### TASK GOAL
Rewrite everything from "Of course, the" down to "centres and programs." in the passage on the public service's COVID response, replacing "Commonwealth" with "federal".

### SOURCE PASSAGE
* * *
Since the start of COVID, politicians have been called upon to understand the sea and the weather. To weigh political risks about lockdowns, borders, freedoms; to make the final calls and bear the political consequences.
They do so drawing on advice from the public service. It has been officials who assemble the data, provide the options, and then get working on implementation.
This has been a mammoth collaborative effort, requiring mobilisation and leadership on a national scale.
During the crisis over the last two and a half years, thousands of APS staff have been redeployed to meet urgent needs. To process JobSeeker claims, more than 2,000 staff, including museum curators and COMCAR drivers, were seconded to Services Australia, trained, and put to work.
As one COMCAR driver observed during this extraordinary effort, “It’s nice to know that every claim we finalise means [helping] someone in hardship.”
There is no better example of ‘all hands on deck’.
In fact, in the 2020 APS Census, nearly half the respondents reported shifting priorities to work directly on COVID-19 at some point during the year.
Suddenly new policies, new forms of service delivery, were required. This was achieved with impressive speed, thanks to collective commitment and much fine leadership across the APS.
Of course, the COVID response was much more than a Commonwealth effort. The national mobilisation relied heavily on the political leadership, and dedicated public services, of the states and territories.
Together jurisdictions pursued genuine innovation – Telehealth, digital vaccine certificates, huge vaccination centres and programs.
* * *
### DATA EXTRACT
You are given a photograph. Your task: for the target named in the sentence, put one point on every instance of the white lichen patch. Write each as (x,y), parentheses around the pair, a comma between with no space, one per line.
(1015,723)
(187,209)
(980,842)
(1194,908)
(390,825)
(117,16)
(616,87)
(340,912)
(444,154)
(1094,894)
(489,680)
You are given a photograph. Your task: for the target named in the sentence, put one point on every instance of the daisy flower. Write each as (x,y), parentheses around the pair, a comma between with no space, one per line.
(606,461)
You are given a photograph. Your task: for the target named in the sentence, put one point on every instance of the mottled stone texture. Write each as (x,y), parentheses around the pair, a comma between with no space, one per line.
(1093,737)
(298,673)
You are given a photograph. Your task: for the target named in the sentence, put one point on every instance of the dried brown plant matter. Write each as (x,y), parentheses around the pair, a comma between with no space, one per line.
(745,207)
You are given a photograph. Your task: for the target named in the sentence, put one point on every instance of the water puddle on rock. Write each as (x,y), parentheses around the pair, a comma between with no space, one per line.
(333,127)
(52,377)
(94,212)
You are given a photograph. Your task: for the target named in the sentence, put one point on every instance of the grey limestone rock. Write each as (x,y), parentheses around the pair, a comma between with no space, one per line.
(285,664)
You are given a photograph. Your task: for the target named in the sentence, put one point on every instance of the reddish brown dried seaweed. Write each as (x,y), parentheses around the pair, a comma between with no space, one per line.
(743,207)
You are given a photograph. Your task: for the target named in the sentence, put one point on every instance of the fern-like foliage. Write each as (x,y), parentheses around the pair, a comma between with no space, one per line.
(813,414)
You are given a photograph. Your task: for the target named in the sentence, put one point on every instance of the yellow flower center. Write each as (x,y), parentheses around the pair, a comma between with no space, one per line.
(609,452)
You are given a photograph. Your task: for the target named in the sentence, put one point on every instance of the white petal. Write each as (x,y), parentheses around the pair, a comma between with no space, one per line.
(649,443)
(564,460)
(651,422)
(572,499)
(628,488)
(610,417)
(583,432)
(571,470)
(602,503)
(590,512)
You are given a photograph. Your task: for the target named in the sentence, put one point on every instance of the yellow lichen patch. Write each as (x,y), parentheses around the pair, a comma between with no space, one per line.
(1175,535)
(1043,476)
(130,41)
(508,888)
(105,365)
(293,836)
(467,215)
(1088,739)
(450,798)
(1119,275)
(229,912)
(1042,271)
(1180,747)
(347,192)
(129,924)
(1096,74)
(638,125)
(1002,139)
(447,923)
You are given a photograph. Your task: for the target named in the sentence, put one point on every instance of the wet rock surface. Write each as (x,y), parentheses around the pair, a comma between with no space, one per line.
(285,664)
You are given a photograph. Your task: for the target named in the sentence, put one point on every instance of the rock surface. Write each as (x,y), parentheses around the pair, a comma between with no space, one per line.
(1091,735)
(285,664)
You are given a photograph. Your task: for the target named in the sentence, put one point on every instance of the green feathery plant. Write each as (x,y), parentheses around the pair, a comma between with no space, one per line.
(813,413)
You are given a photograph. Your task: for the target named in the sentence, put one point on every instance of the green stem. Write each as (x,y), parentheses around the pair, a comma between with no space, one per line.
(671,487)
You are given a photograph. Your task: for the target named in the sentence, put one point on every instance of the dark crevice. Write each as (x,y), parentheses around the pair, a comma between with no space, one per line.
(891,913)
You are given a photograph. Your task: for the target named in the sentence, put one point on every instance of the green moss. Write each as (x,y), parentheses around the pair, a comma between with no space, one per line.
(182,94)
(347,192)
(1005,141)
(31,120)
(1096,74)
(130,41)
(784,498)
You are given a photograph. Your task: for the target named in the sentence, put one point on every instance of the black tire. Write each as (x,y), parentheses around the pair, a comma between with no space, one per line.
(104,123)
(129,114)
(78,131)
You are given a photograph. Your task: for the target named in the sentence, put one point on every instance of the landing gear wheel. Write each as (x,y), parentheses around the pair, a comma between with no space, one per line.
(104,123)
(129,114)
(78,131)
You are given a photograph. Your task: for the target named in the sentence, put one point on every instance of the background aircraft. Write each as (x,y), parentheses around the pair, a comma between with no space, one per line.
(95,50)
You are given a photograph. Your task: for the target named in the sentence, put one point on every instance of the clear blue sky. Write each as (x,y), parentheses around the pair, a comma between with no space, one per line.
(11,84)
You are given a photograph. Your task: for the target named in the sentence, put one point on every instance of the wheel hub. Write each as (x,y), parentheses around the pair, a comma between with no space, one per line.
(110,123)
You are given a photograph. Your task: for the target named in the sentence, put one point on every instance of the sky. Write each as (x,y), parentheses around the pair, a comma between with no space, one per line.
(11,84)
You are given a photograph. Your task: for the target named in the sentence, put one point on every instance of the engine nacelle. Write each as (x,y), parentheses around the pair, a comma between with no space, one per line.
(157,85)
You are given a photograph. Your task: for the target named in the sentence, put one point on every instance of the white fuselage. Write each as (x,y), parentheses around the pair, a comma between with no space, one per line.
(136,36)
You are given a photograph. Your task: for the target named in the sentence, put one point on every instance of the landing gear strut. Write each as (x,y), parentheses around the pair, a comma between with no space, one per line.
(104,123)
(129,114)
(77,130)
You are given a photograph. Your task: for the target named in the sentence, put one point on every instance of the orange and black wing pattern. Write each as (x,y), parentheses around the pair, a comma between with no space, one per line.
* * *
### TASK RESULT
Of course, the COVID response was much more than a federal effort. The national mobilisation relied heavily on the political leadership, and dedicated public services, of the states and territories.
Together jurisdictions pursued genuine innovation – Telehealth, digital vaccine certificates, huge vaccination centres and programs.